Given problem - Can you give all the records again without altering a single character?

Data extracted from a collection:
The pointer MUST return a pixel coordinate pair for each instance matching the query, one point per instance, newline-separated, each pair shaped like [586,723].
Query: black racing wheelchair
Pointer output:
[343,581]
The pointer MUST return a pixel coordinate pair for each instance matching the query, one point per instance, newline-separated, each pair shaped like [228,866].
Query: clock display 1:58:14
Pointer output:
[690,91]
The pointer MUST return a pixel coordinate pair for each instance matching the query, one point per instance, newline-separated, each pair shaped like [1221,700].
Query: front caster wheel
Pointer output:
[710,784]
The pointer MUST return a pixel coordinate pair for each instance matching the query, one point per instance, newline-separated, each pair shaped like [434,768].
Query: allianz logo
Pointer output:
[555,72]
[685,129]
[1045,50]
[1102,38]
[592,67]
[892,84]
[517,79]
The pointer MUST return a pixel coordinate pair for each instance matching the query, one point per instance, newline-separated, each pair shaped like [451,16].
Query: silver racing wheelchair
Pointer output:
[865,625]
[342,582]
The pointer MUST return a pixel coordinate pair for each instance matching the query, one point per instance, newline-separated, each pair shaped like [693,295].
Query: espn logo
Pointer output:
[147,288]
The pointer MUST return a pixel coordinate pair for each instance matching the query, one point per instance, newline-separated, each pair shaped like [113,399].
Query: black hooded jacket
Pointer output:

Completed exercise -
The pointer MUST return a pixel coordinate pair for each instance matching the query, one point per instance, newline-separated, each pair shaped like [586,723].
Query: black racing wheelchair
Pointer output:
[343,581]
The pointer MUST return a pixel coordinate pair for each instance matching the query, one point per instance, newline-separated, each pair shaped like [228,866].
Query: clock display 1:58:14
Pointer output:
[690,91]
The pointer MUST return a pixel coordinate pair for each instance matching the query, one point per instance, newline-separated, each pair shaped like [1221,700].
Query: front caster wheel
Pointer output:
[710,784]
The pointer MUST return a pixel coordinate pair for each instance matching the query, one point per instance, newline-separated, each pair shaped like [434,768].
Query: allianz logo
Pointer output:
[555,72]
[685,129]
[1045,50]
[1102,38]
[592,67]
[892,84]
[517,79]
The pointer MUST return a pixel coordinate pair for each instance matching the query, one point per instance, newline-separated, each pair shaped like [451,16].
Query: silver racing wheelchair
Pointer output:
[865,625]
[342,582]
The pointer MUST return a pixel coordinate pair for each instance matching the query, one point per instance, newline-separated, each pair shaped like [693,295].
Query: espn logo
Pointer output:
[147,288]
The pointer MUST return a pixel coordinate pair for each instance matching the query, one point per instance, newline-separated, each pair shaped like [113,399].
Query: black hooded jacket
Pointer output:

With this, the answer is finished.